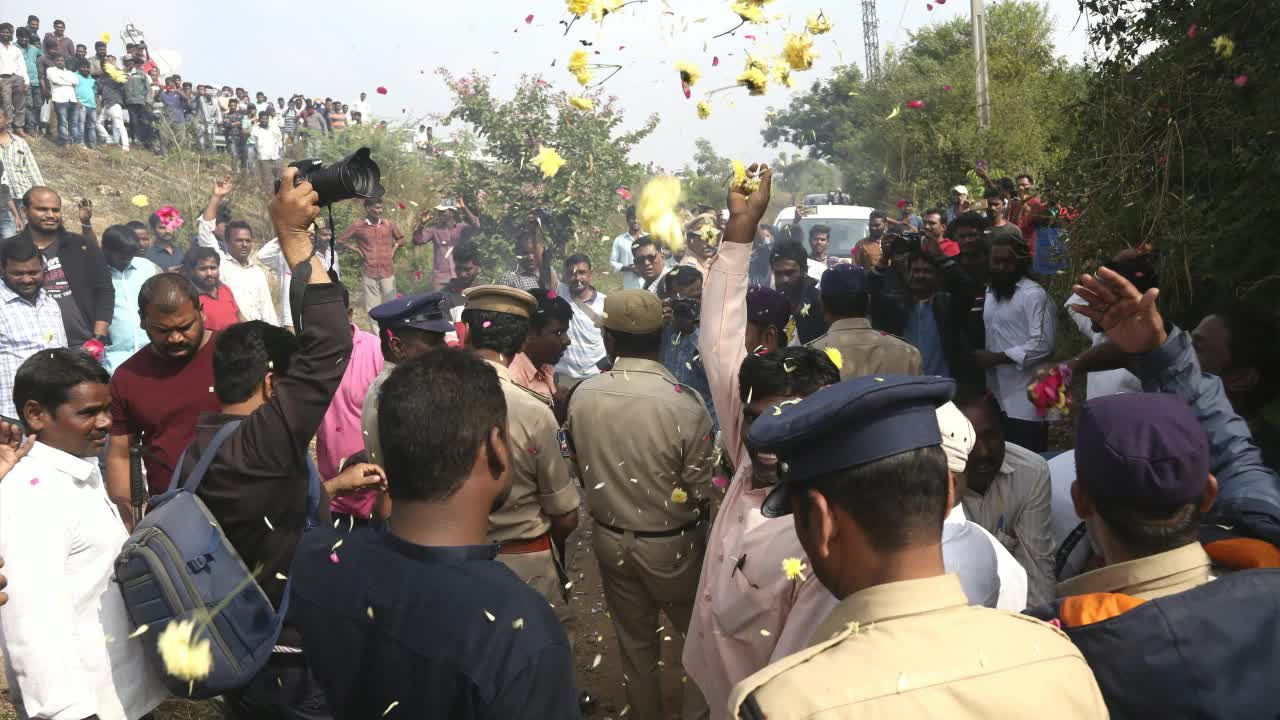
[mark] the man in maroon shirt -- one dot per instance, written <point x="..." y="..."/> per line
<point x="216" y="301"/>
<point x="160" y="391"/>
<point x="376" y="241"/>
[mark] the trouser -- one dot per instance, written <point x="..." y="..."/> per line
<point x="378" y="291"/>
<point x="1032" y="434"/>
<point x="68" y="122"/>
<point x="88" y="127"/>
<point x="140" y="123"/>
<point x="539" y="572"/>
<point x="284" y="689"/>
<point x="643" y="577"/>
<point x="35" y="101"/>
<point x="119" y="133"/>
<point x="240" y="163"/>
<point x="13" y="99"/>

_ _ _ _ _

▸ Prompt:
Reproduce all of the material above line for line, with every character unchanged. Leave the pictures out.

▸ Response:
[mark] the man in maroon shirt -- one dot per instance, written <point x="..." y="..."/> per line
<point x="216" y="301"/>
<point x="160" y="391"/>
<point x="376" y="241"/>
[mark] the trouser -- one dot per instance, written <point x="..." y="..."/> per line
<point x="378" y="291"/>
<point x="1032" y="434"/>
<point x="68" y="122"/>
<point x="88" y="127"/>
<point x="140" y="123"/>
<point x="539" y="572"/>
<point x="284" y="689"/>
<point x="643" y="577"/>
<point x="35" y="101"/>
<point x="119" y="133"/>
<point x="240" y="163"/>
<point x="13" y="99"/>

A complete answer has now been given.